-- Lista de atividades --
- a) Responda com base no trecho selecionado:
(i) De quem o narrador lembrou ao pensar na crítica feita aos médicos?
(ii) Por que era preciso se conformar com as cadeiras do corredor?
(iii) Quem o narrador conheceu naquela noite?
- b) Continue o trecho selecionado sobre a noite nas cadeiras do corredor a partir da última frase.

-- Trecho selecionado --
___

Vendo aquele cenário triste, pensei comigo: - Se as pessoas fossem um pouco mais inteligentes agiriam de forma a evitar que um dia pudessem cair num lugar desses. Mas infelizmente não é bem assim. Por isso o negócio da saúde é tão lucrativo na nossa sociedade. Lembrei do Rousseau e a crítica que ele faz aos médicos. Lembrei também de um poema de Dom Pedro Calsadaglia criticando a mercantilização da saúde. Se estivéssemos pagando certamente não estaríamos naquela situação. O que é lamentável, pois todos deveríamos ter acesso a um sistema de saúde pública de qualidade.
A noite seria longa. Sem leitos disponíveis tínhamos que nos conformar com as cadeiras do corredor. Para fazer com que aquelas horas fossem mais tragáveis possíveis melhor era estabelecer uma relação de cooperação entre nós. E isso não foi nenhum pouco difícil. Parece que há uma espécie de união natural na dor. Foi nesse contexto que conheci aquela menina e um pouco de sua história de vida.

___

-- Dados armazenados --
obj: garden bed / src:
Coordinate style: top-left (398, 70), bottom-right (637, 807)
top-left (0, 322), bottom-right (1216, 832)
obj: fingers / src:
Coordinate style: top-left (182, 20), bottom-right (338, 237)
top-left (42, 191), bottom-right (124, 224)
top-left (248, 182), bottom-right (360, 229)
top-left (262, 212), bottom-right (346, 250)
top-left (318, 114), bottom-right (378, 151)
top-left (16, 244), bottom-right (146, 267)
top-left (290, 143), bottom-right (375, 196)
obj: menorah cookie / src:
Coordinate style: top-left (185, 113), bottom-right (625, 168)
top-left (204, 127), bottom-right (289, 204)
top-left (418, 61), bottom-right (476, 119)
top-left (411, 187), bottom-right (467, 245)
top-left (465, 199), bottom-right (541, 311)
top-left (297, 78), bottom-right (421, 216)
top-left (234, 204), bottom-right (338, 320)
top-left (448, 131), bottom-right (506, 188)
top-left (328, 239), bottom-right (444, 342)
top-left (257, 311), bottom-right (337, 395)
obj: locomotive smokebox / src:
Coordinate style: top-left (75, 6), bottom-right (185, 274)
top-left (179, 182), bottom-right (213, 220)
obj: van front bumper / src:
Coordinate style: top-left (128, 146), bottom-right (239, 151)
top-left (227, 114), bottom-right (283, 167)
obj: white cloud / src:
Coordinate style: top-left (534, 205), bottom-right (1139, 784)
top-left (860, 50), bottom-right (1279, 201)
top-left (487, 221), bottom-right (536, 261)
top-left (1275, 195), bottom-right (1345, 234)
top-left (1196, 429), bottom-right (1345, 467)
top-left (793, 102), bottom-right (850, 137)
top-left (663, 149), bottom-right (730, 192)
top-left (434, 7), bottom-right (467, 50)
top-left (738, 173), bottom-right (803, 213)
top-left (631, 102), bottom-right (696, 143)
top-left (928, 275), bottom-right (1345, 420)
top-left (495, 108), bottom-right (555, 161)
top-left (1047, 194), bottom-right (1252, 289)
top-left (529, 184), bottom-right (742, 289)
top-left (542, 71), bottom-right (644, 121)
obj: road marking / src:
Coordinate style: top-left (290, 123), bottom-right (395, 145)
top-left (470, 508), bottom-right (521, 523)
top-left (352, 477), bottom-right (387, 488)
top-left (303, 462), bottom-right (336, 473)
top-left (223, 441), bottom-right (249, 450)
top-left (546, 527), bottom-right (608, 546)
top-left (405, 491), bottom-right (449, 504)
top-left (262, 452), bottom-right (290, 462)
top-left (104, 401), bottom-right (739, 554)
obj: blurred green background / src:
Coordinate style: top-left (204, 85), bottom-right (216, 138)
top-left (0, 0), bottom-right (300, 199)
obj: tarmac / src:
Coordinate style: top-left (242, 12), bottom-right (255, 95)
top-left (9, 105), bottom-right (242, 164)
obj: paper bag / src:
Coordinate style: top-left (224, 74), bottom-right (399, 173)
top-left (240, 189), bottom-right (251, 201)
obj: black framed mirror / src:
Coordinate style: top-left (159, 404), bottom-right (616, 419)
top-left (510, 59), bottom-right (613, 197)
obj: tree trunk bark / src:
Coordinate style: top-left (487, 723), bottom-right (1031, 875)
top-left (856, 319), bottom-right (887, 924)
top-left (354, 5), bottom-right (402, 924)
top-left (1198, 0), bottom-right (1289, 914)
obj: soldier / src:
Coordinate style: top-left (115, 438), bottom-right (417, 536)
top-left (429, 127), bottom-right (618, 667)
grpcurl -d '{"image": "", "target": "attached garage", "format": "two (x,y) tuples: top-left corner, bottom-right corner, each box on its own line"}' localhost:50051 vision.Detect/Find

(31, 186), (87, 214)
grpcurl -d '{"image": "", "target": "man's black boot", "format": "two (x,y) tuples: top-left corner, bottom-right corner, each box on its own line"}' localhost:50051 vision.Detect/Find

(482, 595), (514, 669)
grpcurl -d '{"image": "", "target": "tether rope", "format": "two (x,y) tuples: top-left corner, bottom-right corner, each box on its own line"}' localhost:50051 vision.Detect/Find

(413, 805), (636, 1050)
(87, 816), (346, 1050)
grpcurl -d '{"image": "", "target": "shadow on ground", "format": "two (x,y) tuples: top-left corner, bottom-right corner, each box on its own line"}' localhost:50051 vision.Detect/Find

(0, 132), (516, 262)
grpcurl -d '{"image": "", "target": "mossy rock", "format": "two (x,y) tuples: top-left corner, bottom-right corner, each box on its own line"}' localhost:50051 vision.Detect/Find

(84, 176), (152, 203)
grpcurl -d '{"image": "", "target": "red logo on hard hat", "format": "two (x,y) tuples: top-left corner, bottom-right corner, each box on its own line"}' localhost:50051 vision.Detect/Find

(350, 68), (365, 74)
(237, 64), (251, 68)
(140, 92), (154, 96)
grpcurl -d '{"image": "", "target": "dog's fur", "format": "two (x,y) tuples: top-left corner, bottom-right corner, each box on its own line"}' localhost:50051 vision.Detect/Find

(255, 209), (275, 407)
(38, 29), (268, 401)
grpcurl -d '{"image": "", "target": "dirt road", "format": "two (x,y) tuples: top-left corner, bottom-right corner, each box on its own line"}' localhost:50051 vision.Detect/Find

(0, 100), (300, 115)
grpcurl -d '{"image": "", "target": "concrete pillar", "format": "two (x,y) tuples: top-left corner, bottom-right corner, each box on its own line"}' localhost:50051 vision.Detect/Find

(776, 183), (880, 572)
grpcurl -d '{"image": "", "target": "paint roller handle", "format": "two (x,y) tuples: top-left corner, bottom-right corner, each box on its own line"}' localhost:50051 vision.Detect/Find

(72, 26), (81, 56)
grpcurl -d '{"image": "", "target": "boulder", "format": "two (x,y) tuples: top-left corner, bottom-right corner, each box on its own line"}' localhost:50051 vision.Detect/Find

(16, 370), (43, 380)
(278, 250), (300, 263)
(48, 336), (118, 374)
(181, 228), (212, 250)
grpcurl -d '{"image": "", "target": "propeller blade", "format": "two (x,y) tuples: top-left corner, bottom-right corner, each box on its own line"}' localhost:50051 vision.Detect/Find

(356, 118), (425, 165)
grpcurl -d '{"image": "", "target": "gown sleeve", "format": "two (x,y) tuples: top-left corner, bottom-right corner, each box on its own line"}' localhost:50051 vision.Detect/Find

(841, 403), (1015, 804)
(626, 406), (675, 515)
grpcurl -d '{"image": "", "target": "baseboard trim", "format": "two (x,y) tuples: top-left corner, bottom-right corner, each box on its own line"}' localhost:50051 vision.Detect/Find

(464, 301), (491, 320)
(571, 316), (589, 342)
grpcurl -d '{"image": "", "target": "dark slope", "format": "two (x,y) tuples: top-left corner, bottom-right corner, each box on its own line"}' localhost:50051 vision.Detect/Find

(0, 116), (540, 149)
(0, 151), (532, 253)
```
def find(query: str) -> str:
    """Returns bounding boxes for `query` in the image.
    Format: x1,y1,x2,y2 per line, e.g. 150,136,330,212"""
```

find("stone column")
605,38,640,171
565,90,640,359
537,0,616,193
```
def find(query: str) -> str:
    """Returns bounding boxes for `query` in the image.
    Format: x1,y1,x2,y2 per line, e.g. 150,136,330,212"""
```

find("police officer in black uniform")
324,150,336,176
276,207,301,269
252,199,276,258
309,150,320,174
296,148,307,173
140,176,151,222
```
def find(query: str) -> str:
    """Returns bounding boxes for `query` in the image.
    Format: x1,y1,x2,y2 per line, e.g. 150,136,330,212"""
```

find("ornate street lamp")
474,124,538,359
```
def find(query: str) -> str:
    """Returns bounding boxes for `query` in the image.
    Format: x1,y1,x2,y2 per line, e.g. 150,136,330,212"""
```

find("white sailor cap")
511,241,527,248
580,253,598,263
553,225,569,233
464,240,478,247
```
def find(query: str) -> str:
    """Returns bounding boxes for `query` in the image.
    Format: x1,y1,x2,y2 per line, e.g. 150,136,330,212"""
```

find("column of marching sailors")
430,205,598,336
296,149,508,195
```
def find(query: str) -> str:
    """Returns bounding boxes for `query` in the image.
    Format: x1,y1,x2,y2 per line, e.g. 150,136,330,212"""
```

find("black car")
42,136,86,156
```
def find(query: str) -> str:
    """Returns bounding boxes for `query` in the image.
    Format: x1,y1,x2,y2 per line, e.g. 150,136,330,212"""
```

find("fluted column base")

___

-- Resultados por tarefa --
- a)
(i) De Rousseau.
(ii) Porque não havia leitos disponíveis.
(iii) Aquela menina, de quem conheceu também um pouco da história de vida.

- b)
De início ela parecia um pouco tímida. Já eu estava super ambientado (com minha boina na cabeça e uma bandana no rosto estilo soldado do EZLN, que “pouco” chama atenção) ajudando no que era possível aqueles que estavam mais necessitados que nós.
Vi que havia uma cadeira vazia. E como ela estava em pé ao meu lado falei para sentar. Inicialmente ela disse que não, mas depois sentou. Talvez a minha iniciativa, demonstrando preocupação e cuidado, fez ela me ver com outros olhos. Já num segundo momento a iniciativa partiu dela. O motivo da conversa – minhas tatuagens.
A partir dali ela foi se abrindo comigo. Logo confessou que gostava de meninas. Disse que achava homens negros lindos. E não via problemas gostar de meninas e achar os homens lindos – ainda que não sentisse atração por eles. Algumas senhoras ficaram horrorizados com aquela declaração. Eu sorri. Gostei da atitude dela. Ela então percebeu em mim alguém que não a julgava por ser quem era ela. E então nossa amizade se fortaleceu.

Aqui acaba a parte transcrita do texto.